## Exercise directions
Find every line in the records that holds the string "with". Copy each one.

## Records provided
· · · · · · ·

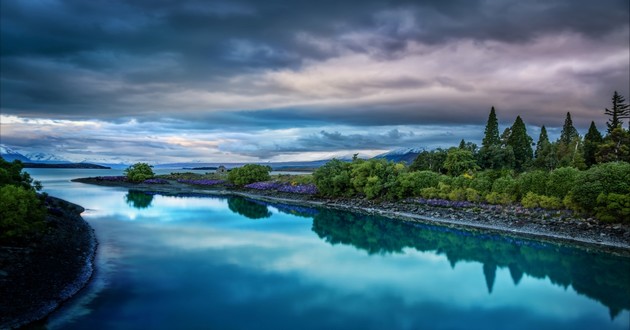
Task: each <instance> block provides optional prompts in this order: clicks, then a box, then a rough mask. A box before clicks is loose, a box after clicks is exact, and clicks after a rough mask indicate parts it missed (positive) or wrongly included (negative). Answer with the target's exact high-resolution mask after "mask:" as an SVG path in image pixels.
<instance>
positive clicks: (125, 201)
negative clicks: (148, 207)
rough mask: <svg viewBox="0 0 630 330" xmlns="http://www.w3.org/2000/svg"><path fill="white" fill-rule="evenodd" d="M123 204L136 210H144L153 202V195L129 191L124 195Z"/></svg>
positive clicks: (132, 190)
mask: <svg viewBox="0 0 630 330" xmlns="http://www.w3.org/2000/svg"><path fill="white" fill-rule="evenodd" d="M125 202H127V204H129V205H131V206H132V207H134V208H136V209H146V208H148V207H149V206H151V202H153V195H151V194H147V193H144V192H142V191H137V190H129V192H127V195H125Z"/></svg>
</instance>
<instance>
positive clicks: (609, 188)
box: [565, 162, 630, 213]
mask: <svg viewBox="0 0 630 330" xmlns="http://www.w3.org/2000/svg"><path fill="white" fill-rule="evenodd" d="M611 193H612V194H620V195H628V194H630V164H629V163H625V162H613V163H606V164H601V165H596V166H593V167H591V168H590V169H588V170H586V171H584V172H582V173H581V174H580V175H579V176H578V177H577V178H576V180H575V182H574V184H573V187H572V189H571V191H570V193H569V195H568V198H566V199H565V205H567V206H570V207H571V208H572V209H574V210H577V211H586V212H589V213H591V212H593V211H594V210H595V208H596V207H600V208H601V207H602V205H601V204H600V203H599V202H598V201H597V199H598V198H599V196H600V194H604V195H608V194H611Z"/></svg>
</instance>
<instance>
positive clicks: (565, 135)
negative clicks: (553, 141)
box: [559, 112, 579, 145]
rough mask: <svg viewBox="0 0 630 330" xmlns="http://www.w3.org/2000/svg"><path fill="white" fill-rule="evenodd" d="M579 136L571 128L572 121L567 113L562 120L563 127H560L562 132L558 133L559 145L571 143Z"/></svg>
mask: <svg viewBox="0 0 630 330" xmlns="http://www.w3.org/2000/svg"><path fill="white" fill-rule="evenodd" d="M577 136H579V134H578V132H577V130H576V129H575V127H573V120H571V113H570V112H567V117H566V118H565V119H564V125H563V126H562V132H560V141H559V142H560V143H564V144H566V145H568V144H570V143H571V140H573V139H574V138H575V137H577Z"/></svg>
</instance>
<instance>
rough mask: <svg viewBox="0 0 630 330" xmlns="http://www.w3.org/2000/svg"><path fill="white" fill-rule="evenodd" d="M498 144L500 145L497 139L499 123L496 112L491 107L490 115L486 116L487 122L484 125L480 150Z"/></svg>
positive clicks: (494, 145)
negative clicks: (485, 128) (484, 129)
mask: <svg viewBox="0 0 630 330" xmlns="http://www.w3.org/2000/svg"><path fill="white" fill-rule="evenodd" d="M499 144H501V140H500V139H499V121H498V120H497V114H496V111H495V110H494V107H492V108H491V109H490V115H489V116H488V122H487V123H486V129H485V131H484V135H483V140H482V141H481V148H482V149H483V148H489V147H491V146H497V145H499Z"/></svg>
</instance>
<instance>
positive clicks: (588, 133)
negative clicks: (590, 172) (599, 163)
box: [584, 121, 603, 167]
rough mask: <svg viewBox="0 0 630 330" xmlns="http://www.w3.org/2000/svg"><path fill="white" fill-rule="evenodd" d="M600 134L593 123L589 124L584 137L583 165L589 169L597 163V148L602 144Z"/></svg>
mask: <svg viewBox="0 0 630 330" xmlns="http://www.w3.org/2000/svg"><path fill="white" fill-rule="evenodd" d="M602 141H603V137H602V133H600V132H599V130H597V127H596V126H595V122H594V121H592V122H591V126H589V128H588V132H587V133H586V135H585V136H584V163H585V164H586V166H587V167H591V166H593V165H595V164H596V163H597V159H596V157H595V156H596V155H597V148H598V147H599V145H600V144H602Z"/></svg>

· · · · · · ·

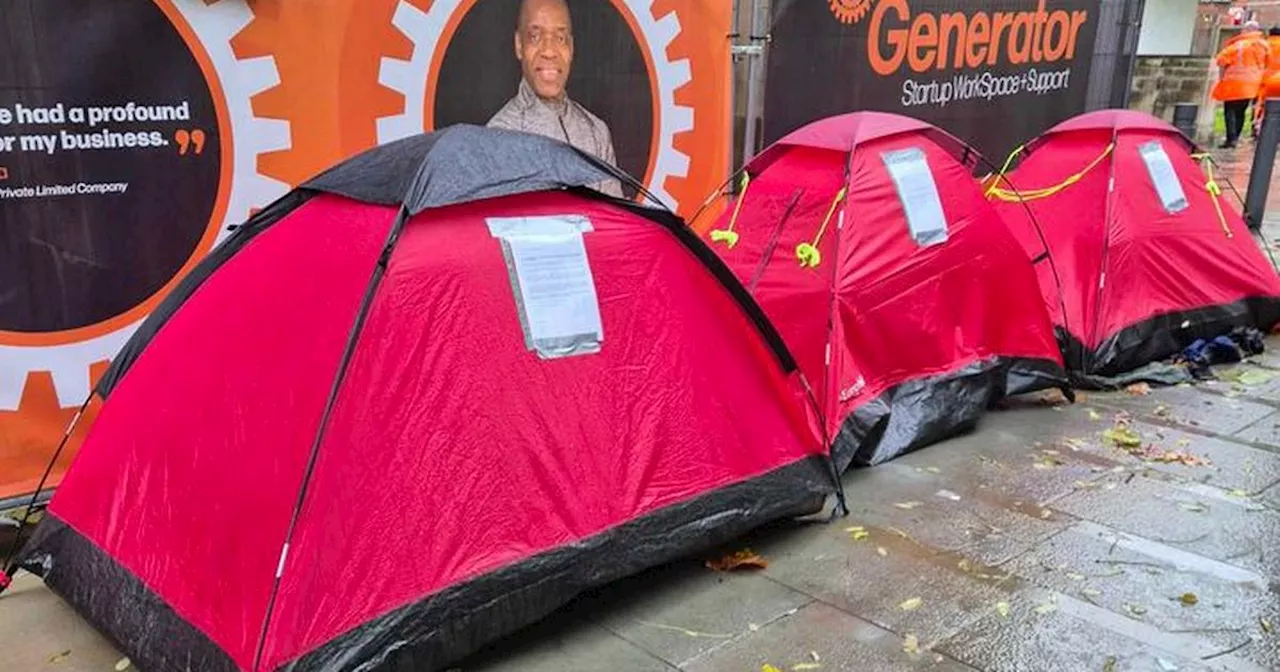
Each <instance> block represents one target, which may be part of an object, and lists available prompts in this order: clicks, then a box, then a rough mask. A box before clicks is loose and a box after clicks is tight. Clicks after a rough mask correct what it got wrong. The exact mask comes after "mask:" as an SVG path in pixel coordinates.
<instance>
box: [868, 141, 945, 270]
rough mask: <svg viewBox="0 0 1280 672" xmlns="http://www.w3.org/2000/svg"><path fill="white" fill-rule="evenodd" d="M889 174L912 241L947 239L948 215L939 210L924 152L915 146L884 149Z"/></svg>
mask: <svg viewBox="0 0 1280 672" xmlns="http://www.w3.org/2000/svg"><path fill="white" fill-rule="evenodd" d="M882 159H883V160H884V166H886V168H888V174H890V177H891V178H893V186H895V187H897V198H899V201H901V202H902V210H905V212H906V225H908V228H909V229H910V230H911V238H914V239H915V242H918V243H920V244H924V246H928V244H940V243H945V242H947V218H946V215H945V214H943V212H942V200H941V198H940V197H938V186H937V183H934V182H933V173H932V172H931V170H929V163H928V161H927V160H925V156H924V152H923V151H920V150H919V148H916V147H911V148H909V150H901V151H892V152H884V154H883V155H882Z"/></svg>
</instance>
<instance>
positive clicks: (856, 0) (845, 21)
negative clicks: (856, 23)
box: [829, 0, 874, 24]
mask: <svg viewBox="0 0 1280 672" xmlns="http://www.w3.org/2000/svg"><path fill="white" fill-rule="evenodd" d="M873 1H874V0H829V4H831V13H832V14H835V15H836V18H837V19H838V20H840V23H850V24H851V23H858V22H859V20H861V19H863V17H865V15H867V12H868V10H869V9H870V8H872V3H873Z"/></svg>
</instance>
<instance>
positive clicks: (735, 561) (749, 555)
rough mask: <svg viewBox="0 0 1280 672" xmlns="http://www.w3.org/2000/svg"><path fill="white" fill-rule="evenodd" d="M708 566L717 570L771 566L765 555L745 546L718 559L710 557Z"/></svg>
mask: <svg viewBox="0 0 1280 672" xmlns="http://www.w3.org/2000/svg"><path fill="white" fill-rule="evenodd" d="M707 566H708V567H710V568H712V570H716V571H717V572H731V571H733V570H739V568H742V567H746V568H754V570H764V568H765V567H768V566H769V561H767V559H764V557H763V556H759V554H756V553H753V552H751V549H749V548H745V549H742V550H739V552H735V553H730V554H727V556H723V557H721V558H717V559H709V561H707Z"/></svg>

· · · · · · ·

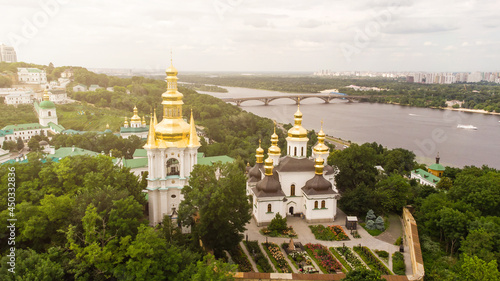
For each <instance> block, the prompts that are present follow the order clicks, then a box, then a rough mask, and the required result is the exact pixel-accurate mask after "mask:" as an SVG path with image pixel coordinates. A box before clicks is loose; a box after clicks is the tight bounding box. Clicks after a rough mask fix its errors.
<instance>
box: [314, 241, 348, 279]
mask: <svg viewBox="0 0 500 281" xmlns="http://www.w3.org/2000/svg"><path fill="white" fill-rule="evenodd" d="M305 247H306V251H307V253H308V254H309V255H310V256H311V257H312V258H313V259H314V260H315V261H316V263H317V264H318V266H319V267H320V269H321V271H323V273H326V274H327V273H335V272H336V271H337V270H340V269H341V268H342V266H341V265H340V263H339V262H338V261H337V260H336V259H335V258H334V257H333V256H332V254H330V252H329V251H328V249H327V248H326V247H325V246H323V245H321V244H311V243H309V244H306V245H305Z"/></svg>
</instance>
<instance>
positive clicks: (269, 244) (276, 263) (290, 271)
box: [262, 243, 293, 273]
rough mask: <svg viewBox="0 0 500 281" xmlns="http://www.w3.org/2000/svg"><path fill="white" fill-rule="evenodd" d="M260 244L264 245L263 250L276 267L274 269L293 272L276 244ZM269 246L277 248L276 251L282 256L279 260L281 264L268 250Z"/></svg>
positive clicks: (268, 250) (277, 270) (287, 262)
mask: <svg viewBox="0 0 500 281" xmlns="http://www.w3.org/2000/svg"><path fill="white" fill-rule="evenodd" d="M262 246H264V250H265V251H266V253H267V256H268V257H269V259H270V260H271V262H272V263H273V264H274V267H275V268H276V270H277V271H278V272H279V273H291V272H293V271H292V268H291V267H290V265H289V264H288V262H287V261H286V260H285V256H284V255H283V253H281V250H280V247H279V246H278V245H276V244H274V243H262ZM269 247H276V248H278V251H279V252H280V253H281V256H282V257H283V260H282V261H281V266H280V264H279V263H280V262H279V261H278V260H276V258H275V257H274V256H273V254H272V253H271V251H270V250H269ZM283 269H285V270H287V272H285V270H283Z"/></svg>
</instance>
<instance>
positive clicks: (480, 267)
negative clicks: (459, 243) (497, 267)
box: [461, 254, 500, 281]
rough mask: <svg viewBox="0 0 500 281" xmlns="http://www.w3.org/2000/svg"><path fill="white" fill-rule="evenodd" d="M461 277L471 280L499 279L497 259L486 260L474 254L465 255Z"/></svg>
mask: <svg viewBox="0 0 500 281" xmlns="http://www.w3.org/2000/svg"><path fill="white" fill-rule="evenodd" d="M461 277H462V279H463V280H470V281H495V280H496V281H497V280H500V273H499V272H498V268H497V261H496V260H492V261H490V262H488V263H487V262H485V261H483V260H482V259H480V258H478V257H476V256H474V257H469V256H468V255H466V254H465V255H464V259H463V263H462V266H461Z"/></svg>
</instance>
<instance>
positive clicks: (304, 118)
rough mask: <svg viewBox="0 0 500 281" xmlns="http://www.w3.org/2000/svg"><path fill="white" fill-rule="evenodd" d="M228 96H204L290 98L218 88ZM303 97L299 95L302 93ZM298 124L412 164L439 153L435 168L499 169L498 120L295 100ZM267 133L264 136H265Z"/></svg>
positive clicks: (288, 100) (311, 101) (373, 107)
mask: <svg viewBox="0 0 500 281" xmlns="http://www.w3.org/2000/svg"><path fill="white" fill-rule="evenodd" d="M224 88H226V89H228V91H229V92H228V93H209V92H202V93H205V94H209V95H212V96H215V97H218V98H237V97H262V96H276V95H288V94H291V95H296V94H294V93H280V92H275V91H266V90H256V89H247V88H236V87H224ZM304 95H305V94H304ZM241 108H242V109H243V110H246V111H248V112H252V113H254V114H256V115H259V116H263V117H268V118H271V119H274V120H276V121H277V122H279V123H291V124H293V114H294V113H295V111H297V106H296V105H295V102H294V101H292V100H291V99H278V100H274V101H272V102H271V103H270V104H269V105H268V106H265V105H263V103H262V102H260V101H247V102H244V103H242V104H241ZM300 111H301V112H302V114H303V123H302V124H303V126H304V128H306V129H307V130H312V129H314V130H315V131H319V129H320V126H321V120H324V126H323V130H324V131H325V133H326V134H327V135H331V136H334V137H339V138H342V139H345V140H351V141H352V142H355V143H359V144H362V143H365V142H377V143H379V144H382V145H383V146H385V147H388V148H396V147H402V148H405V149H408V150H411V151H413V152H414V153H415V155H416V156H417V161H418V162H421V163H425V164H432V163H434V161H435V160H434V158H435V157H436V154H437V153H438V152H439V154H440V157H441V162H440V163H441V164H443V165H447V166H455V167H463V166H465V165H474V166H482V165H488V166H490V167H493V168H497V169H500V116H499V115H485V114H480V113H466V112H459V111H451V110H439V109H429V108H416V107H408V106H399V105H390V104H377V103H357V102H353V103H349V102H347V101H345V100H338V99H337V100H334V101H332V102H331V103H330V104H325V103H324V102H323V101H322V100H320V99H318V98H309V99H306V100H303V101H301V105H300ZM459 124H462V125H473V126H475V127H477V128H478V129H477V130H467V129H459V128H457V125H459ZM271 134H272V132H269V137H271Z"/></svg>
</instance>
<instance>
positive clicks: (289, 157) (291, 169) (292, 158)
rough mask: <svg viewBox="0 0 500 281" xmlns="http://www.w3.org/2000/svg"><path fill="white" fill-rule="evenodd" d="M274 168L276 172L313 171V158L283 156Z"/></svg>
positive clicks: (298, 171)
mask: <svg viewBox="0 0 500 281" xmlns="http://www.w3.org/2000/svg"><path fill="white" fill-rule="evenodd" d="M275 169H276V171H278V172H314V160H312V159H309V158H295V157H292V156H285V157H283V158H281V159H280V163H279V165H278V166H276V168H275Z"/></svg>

· · · · · · ·

## Result
Task: each <instance> block provides optional prompts in this order: clicks, then a box, then a rough mask. A box before clicks is loose, a box after clicks is exact, and clicks after a rough mask indicate parts it missed (positive) or wrongly included (negative). Answer with the target's exact high-resolution mask after "mask:" as an SVG path in image pixels.
For each <instance> block, the prompts that are present follow the order clicks, then a box, then a rough mask, and the required result is the exact pixel-accurate mask after "mask:" as an SVG path with image pixel coordinates. A box before clicks is loose; a box after clicks is the tight bounding box. Clicks after a rough mask fix its errors.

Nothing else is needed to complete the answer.